Required action 1 — Reproduce the passage of the text on bids for the 2032 Summer Olympics from "Important dates" to "in Tokyo, Japan." word for word.
Required action 2 — Take the text on bids for the 2032 Summer Olympics further, picking up right after its final sentence.

Document excerpt —
Bids for the 2032 Summer Olympics and Paralympics

Overview
- Games of the XXXV Olympiad XIX Paralympic Games
- Winner: Brisbane

Details
- Committee: IOC
- Election venue: 138th IOC Session Tokyo

Map of the bidding cities
- Location of the bidding cities

Important dates
- Decision: 21 July 2021

Decision
- Winner: Brisbane

= Bids for the 2032 Summer Olympics =

Selection of the host for the 2032 Summer Olympics

The selection of the host for the 2032 Summer Olympics saw a new process being introduced from 2019. The bidding process saw Brisbane, Australia, the first ever sole bidder for an Olympics bid, chosen as the preferred and expected host that was officially certified by the IOC on the eve of the 2020 Summer Olympics on 21 July 2021 in Tokyo, Japan.

Collected data entries
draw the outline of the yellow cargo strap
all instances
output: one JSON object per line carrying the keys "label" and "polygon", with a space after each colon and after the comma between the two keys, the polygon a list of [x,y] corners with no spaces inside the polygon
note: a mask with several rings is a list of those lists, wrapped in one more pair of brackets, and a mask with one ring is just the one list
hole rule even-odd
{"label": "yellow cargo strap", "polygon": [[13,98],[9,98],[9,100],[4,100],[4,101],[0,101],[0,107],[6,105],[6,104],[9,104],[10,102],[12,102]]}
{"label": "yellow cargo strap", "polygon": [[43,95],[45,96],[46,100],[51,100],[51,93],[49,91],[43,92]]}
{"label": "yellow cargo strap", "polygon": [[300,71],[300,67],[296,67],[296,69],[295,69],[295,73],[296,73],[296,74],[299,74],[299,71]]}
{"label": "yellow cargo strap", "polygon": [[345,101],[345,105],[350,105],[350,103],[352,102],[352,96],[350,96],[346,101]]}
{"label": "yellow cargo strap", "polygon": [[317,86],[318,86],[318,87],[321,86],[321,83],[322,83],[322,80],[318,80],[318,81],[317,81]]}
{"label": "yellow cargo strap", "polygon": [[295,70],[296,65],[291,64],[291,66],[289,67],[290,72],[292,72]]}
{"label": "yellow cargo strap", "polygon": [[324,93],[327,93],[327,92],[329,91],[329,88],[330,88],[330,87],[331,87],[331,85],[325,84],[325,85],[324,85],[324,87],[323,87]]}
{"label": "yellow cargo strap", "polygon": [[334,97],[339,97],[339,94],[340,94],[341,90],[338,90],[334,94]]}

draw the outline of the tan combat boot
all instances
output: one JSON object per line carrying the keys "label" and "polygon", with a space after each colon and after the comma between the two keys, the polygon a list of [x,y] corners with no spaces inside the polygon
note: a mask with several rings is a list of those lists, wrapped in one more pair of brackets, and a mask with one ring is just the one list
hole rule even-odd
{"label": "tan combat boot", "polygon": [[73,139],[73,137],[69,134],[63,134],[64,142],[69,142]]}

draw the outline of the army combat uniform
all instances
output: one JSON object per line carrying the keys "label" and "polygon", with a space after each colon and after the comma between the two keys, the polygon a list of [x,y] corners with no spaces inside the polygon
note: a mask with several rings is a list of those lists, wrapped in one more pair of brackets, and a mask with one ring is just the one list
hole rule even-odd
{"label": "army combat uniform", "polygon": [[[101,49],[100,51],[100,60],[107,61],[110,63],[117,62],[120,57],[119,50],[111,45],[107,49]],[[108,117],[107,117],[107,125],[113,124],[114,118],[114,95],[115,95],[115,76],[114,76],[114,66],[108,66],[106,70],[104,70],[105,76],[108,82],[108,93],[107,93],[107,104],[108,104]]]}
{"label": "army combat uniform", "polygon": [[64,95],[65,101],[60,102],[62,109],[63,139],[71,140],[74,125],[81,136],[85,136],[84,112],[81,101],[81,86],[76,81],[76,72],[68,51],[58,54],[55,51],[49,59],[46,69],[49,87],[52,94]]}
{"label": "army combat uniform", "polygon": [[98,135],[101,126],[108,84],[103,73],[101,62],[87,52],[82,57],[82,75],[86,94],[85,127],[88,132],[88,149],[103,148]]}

Exercise result 1 —
Important dates
- Decision: 21 July 2021

Decision
- Winner: Brisbane

= Bids for the 2032 Summer Olympics =

Selection of the host for the 2032 Summer Olympics

The selection of the host for the 2032 Summer Olympics saw a new process being introduced from 2019. The bidding process saw Brisbane, Australia, the first ever sole bidder for an Olympics bid, chosen as the preferred and expected host that was officially certified by the IOC on the eve of the 2020 Summer Olympics on 21 July 2021 in Tokyo, Japan.

Exercise result 2 —
== Bidding process ==
The new IOC bidding process was approved at the 134th IOC Session on 24 June 2019 in Lausanne, Switzerland. The key proposals, driven by the relevant recommendations from Olympic Agenda 2020, are:
- Establish a permanent, ongoing dialogue to explore and create interest among cities/regions/countries and National Olympic Committees for any Olympic event
- Create two Future Host Commissions (Summer and Winter Games) to oversee interest in future Olympic events and report to the IOC executive board
- Give the IOC Session more influence by having non-executive board members form part of the Future Host Commissions.

The IOC also modified the Olympic Charter to increase its flexibility by removing the date of election from seven years before the games and changing the host as a city from a single city/region/country to multiple cities, regions, or countries.

The change in the bidding process was criticised by members of the German bid as "incomprehensible" and hard to surpass "in terms of non-transparency".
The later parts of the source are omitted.